■ WRITTEN PROBLEM: Present everything from the line containing "Question: Can you locate the grass" down to the end of the records as a Markdown table with the columns Row and Line, skipping blank lines. Leave the pictures out of the table.

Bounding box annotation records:
★ ★ ★

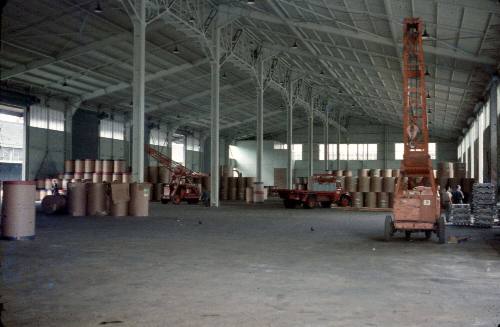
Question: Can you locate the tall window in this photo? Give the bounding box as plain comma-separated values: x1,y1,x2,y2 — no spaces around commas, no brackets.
319,143,337,160
30,105,64,132
99,119,125,140
186,136,200,152
149,128,168,146
172,134,186,165
292,144,302,160
394,143,436,160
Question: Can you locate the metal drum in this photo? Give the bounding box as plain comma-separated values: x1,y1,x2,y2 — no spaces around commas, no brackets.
370,176,382,192
83,159,95,173
92,173,102,183
382,169,392,177
253,182,266,203
358,176,370,192
382,177,396,193
377,192,389,208
351,192,363,208
2,181,36,240
345,176,358,192
148,166,158,184
363,192,377,208
102,160,113,173
87,183,108,216
64,160,75,173
453,162,466,178
75,159,85,173
128,183,151,216
113,160,126,173
94,160,102,173
68,182,87,216
358,169,370,177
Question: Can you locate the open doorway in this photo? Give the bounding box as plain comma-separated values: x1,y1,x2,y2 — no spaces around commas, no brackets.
0,104,25,181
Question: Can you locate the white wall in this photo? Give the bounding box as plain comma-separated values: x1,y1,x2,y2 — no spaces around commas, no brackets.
233,123,457,185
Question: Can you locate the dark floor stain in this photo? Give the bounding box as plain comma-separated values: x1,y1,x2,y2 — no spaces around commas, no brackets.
99,320,123,325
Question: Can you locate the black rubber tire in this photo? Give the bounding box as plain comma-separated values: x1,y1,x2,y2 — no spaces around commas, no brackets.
283,199,297,209
384,216,394,242
302,198,316,209
321,201,332,208
437,216,446,244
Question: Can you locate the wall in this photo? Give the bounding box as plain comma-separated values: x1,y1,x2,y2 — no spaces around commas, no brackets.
233,122,457,185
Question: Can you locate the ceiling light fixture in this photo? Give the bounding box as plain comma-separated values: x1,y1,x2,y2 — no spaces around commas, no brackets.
94,0,102,14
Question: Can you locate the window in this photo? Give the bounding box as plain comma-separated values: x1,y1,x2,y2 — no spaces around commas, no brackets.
186,136,200,152
149,128,168,146
30,105,64,132
274,142,288,150
274,142,302,160
292,144,302,160
172,134,186,165
229,145,238,159
319,144,337,160
99,119,125,140
394,143,436,160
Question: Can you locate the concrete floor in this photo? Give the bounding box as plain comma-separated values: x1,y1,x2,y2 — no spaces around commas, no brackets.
0,202,500,327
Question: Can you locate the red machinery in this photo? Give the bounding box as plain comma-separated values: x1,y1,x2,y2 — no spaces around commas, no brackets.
385,18,445,243
146,145,207,204
277,174,352,209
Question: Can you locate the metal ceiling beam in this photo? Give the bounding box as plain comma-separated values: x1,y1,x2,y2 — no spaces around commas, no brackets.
263,43,470,90
221,5,497,66
0,32,131,81
146,77,255,113
79,58,210,103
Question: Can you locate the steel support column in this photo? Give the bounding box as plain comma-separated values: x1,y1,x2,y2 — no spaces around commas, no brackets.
307,96,314,176
323,108,330,172
132,0,146,183
337,110,340,170
286,81,293,189
490,76,499,185
210,27,221,207
256,59,264,182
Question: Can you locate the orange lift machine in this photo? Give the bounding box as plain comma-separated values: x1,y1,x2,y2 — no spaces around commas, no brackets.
385,18,445,243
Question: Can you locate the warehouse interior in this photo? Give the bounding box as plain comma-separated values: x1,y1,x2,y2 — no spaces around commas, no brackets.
0,0,500,326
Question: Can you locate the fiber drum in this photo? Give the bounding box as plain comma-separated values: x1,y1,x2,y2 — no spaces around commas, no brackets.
2,181,36,240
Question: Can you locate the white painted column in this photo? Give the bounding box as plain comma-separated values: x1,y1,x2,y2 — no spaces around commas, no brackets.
323,107,330,172
132,0,146,183
210,27,220,207
256,59,264,182
286,77,293,189
490,76,499,185
307,96,314,176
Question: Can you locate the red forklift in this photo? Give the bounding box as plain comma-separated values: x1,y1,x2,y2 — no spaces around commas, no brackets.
146,146,208,204
384,18,446,243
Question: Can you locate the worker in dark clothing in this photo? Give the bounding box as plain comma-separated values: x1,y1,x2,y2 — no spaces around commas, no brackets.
451,185,464,204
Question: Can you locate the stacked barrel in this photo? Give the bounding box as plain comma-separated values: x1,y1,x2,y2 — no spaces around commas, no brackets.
219,176,255,202
345,169,396,208
436,162,475,206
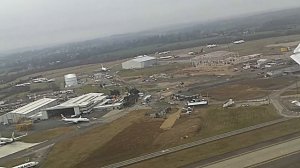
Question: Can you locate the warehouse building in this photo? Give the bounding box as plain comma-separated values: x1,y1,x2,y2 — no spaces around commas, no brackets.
0,98,57,124
46,93,106,118
191,51,238,67
122,55,157,69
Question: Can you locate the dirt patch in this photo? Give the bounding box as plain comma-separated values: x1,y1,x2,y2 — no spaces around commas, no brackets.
160,110,181,130
153,116,203,148
76,121,161,167
204,78,293,101
41,110,149,168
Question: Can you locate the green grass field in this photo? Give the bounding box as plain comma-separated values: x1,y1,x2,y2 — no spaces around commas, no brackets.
119,63,190,77
199,105,281,138
22,127,74,143
37,105,282,167
128,119,300,168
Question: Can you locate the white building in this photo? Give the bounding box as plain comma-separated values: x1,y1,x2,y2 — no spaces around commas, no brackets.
46,93,106,118
0,98,57,124
65,74,78,87
122,55,157,69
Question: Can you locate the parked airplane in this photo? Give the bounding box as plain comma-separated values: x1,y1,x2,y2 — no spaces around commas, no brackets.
0,132,27,146
61,114,90,124
206,44,217,48
291,44,300,64
13,162,39,168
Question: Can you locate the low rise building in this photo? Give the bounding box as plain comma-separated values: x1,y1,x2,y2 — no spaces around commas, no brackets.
122,55,157,69
0,98,57,124
46,93,106,117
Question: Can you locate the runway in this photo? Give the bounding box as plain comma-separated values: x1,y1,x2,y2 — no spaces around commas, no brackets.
199,137,300,168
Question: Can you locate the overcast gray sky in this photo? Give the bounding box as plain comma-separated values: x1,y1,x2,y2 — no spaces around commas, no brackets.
0,0,300,51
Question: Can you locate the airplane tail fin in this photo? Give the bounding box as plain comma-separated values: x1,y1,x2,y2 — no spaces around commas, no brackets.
61,114,66,119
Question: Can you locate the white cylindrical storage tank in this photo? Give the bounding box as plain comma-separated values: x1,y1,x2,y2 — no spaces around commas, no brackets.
65,74,78,87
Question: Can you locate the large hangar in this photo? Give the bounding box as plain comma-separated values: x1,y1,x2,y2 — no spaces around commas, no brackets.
46,93,106,118
122,55,157,69
0,98,57,124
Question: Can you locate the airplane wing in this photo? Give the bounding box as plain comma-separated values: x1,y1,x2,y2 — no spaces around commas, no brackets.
14,133,27,140
291,53,300,65
294,44,300,53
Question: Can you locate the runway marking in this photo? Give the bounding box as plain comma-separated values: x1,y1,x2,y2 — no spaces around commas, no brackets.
199,137,300,168
247,150,300,168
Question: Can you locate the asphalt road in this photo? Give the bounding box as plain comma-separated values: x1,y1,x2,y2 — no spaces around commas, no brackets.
199,137,300,168
103,118,290,168
254,152,300,168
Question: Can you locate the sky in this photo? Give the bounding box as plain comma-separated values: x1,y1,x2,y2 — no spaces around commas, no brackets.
0,0,300,52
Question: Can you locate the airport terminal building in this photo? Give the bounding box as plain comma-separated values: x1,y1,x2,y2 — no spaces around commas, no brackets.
0,98,57,124
46,93,106,118
122,55,157,69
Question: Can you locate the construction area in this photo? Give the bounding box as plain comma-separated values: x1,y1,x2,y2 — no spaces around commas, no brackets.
0,34,300,168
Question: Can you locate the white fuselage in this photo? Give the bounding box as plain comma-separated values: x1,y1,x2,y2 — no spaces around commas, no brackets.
62,117,90,124
13,162,39,168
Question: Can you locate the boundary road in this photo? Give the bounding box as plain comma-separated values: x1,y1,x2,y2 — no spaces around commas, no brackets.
197,137,300,168
103,118,292,168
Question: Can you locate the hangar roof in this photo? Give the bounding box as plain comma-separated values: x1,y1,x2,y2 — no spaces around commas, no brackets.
132,55,155,62
9,98,56,114
47,93,106,110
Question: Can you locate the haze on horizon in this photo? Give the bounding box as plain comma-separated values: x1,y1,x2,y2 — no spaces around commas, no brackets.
0,0,300,51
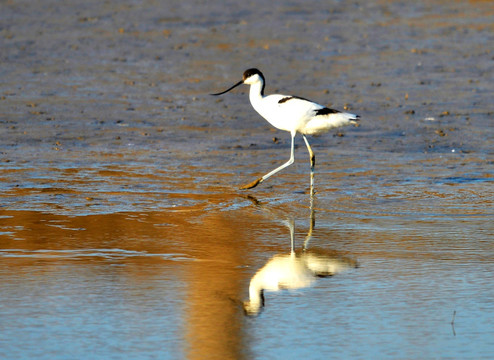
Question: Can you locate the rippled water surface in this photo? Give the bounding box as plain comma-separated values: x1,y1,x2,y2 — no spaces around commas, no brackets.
0,1,494,359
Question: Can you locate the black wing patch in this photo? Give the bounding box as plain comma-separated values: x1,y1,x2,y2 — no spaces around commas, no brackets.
315,108,341,115
278,96,310,104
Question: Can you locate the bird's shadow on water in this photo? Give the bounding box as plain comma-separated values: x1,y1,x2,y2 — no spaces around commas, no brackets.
235,194,358,316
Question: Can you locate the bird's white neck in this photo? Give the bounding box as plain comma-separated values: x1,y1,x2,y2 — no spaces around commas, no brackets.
249,81,264,105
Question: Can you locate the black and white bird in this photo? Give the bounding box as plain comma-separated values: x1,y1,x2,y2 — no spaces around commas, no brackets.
211,69,360,194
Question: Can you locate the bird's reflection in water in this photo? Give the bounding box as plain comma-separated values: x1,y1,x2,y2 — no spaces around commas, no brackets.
244,199,357,316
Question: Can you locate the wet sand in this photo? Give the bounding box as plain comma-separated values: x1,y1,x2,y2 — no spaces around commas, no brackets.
0,1,494,359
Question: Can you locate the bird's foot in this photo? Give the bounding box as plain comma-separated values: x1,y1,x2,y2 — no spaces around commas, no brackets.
240,178,262,190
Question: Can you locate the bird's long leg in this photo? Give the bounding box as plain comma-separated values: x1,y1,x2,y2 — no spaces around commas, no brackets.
240,131,296,190
302,134,316,200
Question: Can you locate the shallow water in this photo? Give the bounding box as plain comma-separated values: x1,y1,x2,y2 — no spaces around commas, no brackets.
0,1,494,359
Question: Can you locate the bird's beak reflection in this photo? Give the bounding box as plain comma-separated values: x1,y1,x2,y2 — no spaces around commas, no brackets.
211,80,244,96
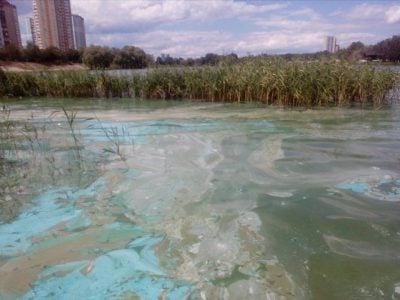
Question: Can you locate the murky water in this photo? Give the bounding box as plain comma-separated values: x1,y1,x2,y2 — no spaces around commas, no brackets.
0,99,400,299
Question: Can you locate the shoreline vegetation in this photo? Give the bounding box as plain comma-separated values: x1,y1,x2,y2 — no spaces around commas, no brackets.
0,57,399,106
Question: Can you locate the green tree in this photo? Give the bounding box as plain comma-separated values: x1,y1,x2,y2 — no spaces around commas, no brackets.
82,46,115,69
113,46,150,69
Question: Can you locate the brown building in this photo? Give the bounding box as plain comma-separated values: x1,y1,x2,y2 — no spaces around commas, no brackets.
33,0,74,51
0,0,22,48
72,15,86,49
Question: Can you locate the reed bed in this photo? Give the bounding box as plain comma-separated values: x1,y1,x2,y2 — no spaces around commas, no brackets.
0,58,399,106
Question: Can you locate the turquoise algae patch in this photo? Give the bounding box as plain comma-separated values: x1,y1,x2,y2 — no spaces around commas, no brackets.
79,119,287,144
0,179,104,256
336,175,400,201
19,231,193,300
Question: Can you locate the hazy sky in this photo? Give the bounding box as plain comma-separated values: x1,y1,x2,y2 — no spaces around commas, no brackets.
12,0,400,57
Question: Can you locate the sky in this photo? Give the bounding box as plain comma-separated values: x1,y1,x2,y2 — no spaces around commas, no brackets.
11,0,400,58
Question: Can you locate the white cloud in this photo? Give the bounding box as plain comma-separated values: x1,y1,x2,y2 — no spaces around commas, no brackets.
385,6,400,24
72,0,287,33
346,3,386,20
71,0,400,57
89,30,336,57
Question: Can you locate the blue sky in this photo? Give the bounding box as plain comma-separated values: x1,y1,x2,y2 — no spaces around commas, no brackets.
12,0,400,57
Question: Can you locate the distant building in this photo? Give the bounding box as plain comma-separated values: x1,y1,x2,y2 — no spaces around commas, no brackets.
33,0,74,51
72,15,86,49
26,17,37,45
0,20,4,48
325,36,339,53
0,0,22,48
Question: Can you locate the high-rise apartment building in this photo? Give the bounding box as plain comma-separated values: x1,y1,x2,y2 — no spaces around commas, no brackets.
0,20,4,48
72,15,86,49
33,0,74,51
0,0,22,48
26,17,37,45
325,36,339,53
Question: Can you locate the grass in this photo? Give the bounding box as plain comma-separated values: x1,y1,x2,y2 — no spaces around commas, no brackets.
0,57,398,106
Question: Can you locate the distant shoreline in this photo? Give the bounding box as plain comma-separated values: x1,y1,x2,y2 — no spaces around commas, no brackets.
0,61,89,72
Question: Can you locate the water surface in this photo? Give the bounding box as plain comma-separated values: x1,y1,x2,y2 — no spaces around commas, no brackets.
0,99,400,299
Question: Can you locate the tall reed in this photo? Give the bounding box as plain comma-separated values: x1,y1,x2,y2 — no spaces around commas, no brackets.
0,57,399,106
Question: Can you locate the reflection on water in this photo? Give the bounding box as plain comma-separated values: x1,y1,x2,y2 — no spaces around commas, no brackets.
0,100,400,299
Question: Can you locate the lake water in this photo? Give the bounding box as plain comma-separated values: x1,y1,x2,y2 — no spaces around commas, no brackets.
0,99,400,299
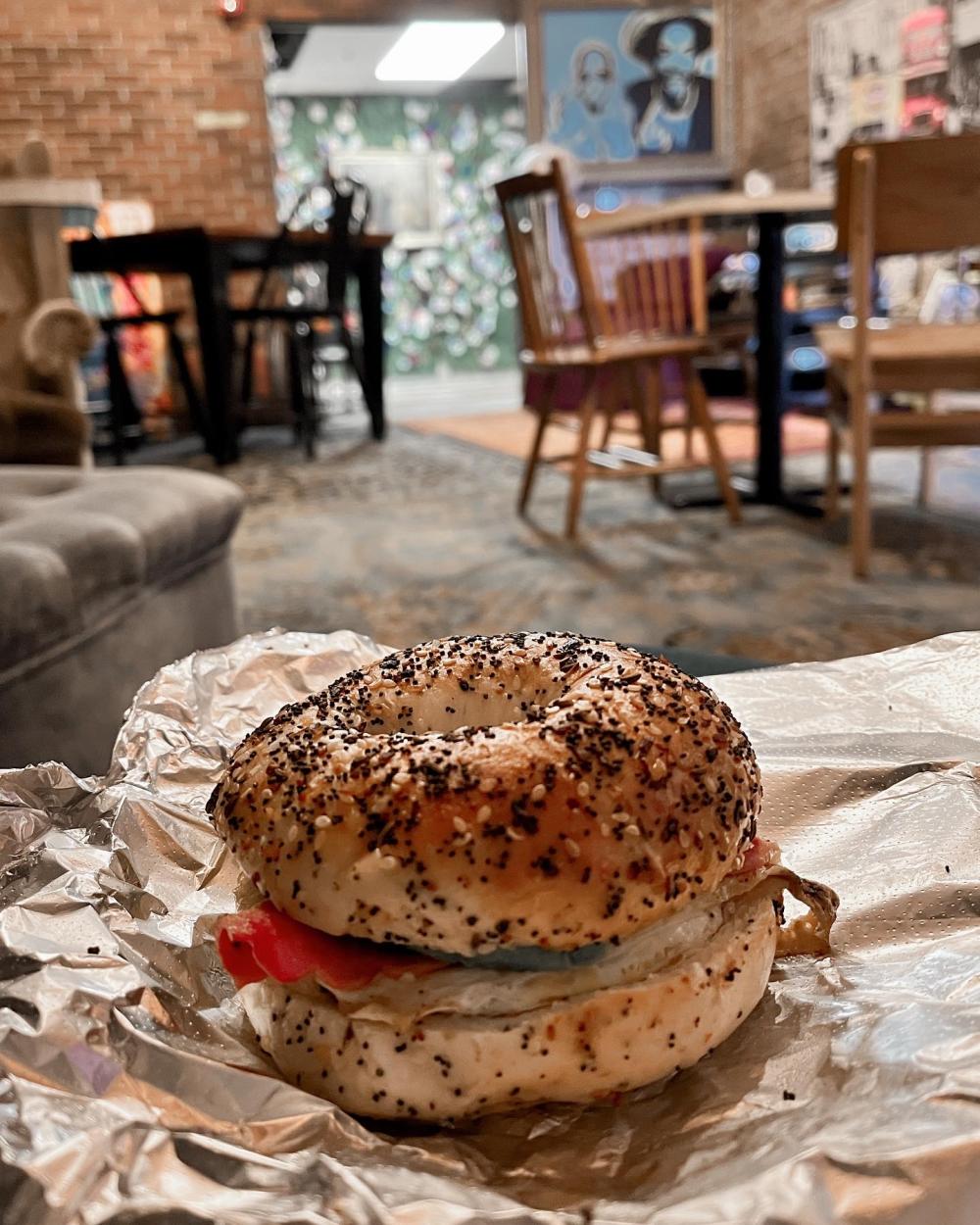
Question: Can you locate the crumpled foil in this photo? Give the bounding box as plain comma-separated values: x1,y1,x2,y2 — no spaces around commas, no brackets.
0,631,980,1225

★ ★ ★

■ COMPLETE RESPONSE:
| Row | Line |
|---|---|
| 1 | Question: Can you locate the grass in this photo? Give the bounding box as plain comma-separated values: x1,y1,x2,y2 — no spaces around commas, no brackets. |
| 2 | 0,57,398,106 |
| 3 | Question: Can you locate the distant shoreline in this photo? Give the bounding box as plain comma-separated values: x1,y1,x2,y2 — no spaces around commas, no brackets. |
| 4 | 0,61,89,72 |
| 5 | Question: Can you locate the water surface in this photo? Give the bounding box as plain comma-separated values: x1,y1,x2,y2 — no spaces around commas, no brackets. |
| 6 | 0,99,400,299 |
| 7 | Question: Can you locate the tall reed in this photo? Give the bounding box as plain comma-separated values: x1,y1,x2,y2 — no spaces around commas, no brackets. |
| 8 | 0,57,399,106 |
| 9 | Question: Can you locate the reflection on water in this photo? Give the bounding box as plain comma-separated values: x1,y1,x2,y2 — no spaces around commas, no brackets. |
| 10 | 0,100,400,299 |
| 11 | Question: Can you locate the lake water in this photo? Give the bounding box as plain comma-separated values: x1,y1,x2,y2 — no spaces around commas, no brackets. |
| 12 | 0,99,400,299 |
| 13 | Question: Can you locate the crumpled foil in this photo? Give the bounding box as plain comma-separated values: x1,y1,x2,y2 — no spaces around commas, no brackets. |
| 14 | 0,631,980,1225 |